--- start The input ---
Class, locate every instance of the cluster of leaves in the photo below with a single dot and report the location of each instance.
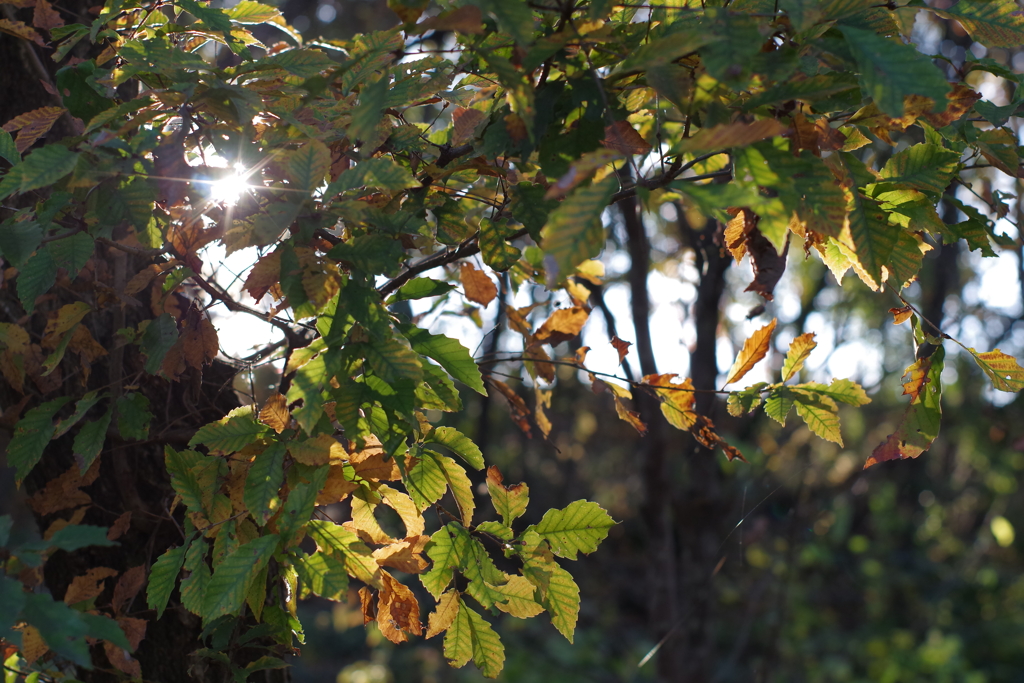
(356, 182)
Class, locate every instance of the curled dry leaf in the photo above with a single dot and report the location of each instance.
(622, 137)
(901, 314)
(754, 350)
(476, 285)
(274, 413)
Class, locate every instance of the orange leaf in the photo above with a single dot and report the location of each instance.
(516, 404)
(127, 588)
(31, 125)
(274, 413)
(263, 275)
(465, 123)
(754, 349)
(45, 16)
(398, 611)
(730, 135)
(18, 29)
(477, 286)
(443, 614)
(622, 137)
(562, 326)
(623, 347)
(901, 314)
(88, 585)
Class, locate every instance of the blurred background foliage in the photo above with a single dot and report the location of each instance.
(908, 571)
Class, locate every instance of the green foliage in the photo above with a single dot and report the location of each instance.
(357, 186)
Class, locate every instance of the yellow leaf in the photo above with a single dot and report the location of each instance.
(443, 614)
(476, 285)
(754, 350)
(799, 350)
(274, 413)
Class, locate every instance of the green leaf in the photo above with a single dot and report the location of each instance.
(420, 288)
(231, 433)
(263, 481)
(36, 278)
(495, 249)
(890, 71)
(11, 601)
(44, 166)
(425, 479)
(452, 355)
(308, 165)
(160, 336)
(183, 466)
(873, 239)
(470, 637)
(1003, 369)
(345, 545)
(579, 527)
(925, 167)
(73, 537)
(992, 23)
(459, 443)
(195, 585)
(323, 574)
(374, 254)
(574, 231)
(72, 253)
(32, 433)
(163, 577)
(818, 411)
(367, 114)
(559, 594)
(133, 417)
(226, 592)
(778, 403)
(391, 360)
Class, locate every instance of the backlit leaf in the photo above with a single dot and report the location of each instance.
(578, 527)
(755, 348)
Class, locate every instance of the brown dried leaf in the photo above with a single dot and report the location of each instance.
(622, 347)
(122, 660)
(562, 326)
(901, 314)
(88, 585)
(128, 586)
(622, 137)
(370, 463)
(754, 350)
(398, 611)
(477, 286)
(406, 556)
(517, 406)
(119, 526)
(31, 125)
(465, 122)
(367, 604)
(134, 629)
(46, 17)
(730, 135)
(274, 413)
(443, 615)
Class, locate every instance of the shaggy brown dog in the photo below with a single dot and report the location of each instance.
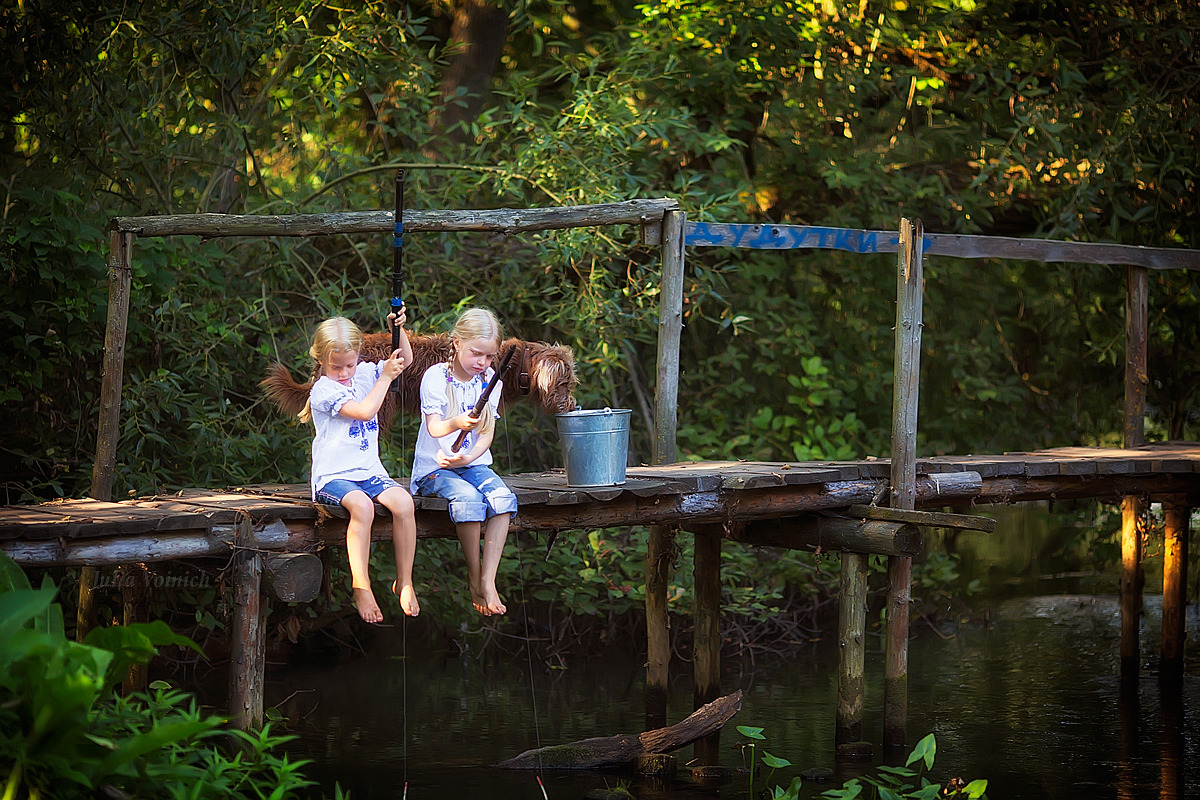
--- end The input ---
Task details — Return all of the items above word for word, leaving the pictures out.

Solved exercise —
Class, locate every instance of the cluster of leaves in the photo below with a single dot and report the location of each instance.
(356, 182)
Class, locate every instance of the curled dry leaf in the photo above with a single dot and report the location of each instance.
(622, 137)
(901, 314)
(754, 350)
(476, 285)
(274, 413)
Class, locate every instance of the orange leaf in the photo above with a single dot and report the location of each instance.
(516, 404)
(127, 588)
(31, 125)
(274, 413)
(263, 275)
(465, 123)
(754, 349)
(45, 16)
(398, 611)
(730, 135)
(18, 29)
(477, 286)
(443, 614)
(622, 137)
(562, 326)
(623, 347)
(901, 314)
(88, 585)
Class, locate every instance of the blurred background foliage in the photo above with a single dot and report the location of each instance.
(908, 571)
Class, locate every instance of the green foliage in the photo above with a single dot and report the location of each instance.
(357, 186)
Class, locate every instance of the yellow leaf in the photo above with a single dot and report the location of each instance.
(443, 614)
(476, 285)
(754, 350)
(799, 350)
(274, 413)
Class, locate every instance of the green leaf in the photo above with a single dot and report the location of each instance.
(420, 288)
(231, 433)
(263, 481)
(36, 278)
(495, 249)
(890, 71)
(11, 601)
(44, 166)
(425, 479)
(452, 355)
(308, 165)
(160, 336)
(183, 466)
(873, 239)
(470, 637)
(1003, 369)
(345, 545)
(579, 527)
(925, 167)
(73, 537)
(992, 23)
(459, 443)
(195, 585)
(323, 574)
(374, 254)
(574, 231)
(72, 253)
(32, 433)
(163, 577)
(818, 411)
(367, 114)
(559, 594)
(133, 417)
(226, 592)
(778, 403)
(391, 360)
Class, locate every instance of the backlit leaf in the photo above with a single dot and report the location of each instance.
(578, 527)
(755, 348)
Class, locate every instance of the brown dried leaf in the photo above with a single dot and report the location of each instance.
(622, 347)
(122, 660)
(562, 326)
(901, 314)
(88, 585)
(128, 586)
(622, 137)
(370, 463)
(754, 350)
(398, 611)
(477, 286)
(406, 556)
(517, 406)
(119, 526)
(31, 125)
(465, 122)
(367, 604)
(134, 629)
(46, 17)
(730, 135)
(274, 413)
(443, 615)
Class, locate every instance of the shaggy brown dog in the photo below with a single dot and report the location of each instance.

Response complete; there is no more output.